Supplied passage
--- Start ---
The CLS allows expressions or statements that contain integer arithmetic to be checked to detect integer overflow. C# uses the checked and unchecked keywords to access this feature. An integer overflow throws an OverflowException when checked. (Integer division by zero always throws a DivideByZeroException .) Floating point expressions never throw exceptions (except when being cast to integers). For example:

class Overflow {
  static void Main() {
    try {
      int x = int.MaxValue + 1;
      // wraps to int.MinValue
      int y = checked(int.MaxValue + 1);
      // throws
    }
    catch (System.OverflowException
                                caught) {
      System.Console.WriteLine(caught);
    }
  }
}

Control Flow

C# supports the if / while / for / do statements familiar to C/C++/Java programmers. As in Java, a C# boolean expression must be a genuine boolean expression. There are never any conversions from a built in type to true / false . A variable introduced in a for statement initialization is scoped to that for statement. C# supports a foreach statement, which you can use to effortlessly iterate through an array (or any type that supports the correct interface).

class Foreach {
  static void Main(string[] args) {
    foreach (string arg in args) {
      System.Console.WriteLine(arg);
    }
  }
}

The C# switch statement does not allow fall-through behavior. Every case section (including the optional default section) must end in a break statement, a return statement, a throw statement, or a goto statement. You are only allowed to switch on integral types, bools, chars, strings and enums (these types all have a literal syntax).

Methods and Parameters

C# does not allow global methods; all methods must be declared within a struct or a class. C# does not have a C/C++ header/source file separation; all methods must be declared inline. Arguments can be passed to methods in three different ways:

  • copy . The parameter is a copy of the argument. The argument must be definitely assigned. The method cannot modify the argument.

  • out . The parameter is an alias for the argument. The argument need not be definitely assigned. The method must definitely assign the parameter/argument.

  • ref . The parameter is again an alias for the argument. The argument must be definitely assigned. The method is not required to assign the parameter/argument.

The ref/out keywords must appear on the method declaration and the method call. For example:

class Calling {
  static void Copies(int param) { ... }
  static void Modifies(out int param)
                                { ... }
  static void Accesses(ref int param)
                                { ... }
  static void Main() {
    int arg = 42;
    Copies(arg); // arg won't change
    Modifies(out arg); // arg will change
    Accesses(ref arg);
                 // arg might change
  }
}

C# supports method overloading but not return type covariance. Unlike Java, C# does not support method throw specifications (all exceptions are effectively unchecked).

Value Types

C# makes a clear distinction between value types and reference types. Value type instances (values) live on the stack and are used directly whereas reference type instances (objects) live on the heap and are used indirectly. C# has excellent language support for declaring user-defined value types (unlike Java which has none).
--- End ---
Problems and tasks
(1) In the C# overview, which exception does integer division by zero always throw?
(2) Reproduce the C# overview word for word from "Control Flow" to "the correct interface).".
The lines that come next have no connection to the C# overview.

Excerpted data
--- Start ---
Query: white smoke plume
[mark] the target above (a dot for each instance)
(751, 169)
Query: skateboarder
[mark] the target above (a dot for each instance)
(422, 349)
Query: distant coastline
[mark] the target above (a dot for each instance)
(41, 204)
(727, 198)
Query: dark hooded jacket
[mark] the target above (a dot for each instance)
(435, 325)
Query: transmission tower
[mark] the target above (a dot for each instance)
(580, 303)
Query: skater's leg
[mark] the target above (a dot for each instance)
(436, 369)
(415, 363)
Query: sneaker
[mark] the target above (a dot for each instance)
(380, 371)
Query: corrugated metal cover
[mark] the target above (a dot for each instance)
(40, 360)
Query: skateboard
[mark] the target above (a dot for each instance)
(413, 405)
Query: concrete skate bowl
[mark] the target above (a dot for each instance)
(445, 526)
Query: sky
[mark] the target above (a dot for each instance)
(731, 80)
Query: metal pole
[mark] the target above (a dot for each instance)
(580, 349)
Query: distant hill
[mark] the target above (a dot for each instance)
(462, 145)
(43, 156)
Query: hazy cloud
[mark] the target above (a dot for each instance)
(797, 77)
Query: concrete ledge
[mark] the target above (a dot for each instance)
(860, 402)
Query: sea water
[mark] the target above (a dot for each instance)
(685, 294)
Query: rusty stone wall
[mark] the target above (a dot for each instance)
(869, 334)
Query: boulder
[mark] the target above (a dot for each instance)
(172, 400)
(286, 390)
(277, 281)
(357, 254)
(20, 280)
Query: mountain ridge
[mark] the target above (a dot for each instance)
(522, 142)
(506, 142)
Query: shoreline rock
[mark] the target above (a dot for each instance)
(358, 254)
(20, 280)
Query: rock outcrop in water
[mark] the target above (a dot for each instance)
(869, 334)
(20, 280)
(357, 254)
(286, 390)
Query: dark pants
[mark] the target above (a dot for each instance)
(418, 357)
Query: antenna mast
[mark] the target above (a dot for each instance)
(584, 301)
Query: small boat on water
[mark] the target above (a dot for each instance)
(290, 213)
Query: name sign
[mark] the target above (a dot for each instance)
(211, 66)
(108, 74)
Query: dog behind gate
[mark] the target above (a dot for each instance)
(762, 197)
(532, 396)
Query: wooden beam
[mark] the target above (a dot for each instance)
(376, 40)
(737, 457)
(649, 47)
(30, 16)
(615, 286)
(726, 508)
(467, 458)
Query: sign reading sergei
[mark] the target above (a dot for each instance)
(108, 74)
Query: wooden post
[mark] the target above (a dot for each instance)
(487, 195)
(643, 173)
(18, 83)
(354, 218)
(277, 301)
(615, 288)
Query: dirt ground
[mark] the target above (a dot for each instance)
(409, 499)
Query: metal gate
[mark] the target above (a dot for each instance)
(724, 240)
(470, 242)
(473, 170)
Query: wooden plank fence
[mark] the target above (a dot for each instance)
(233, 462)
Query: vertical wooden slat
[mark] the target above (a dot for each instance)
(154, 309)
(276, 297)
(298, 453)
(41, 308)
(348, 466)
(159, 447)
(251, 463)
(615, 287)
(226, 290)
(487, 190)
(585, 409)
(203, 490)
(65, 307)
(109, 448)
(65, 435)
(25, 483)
--- End ---
--- Start ---
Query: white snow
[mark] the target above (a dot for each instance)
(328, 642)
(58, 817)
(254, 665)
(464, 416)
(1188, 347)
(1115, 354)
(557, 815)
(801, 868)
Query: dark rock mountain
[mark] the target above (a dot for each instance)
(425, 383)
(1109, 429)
--- End ---
Solutions below
(1) DivideByZeroException

(2)
Control Flow

C# supports the if / while / for / do statements familiar to C/C++/Java programmers. As in Java, a C# boolean expression must be a genuine boolean expression. There are never any conversions from a built in type to true / false . A variable introduced in a for statement initialization is scoped to that for statement. C# supports a foreach statement, which you can use to effortlessly iterate through an array (or any type that supports the correct interface).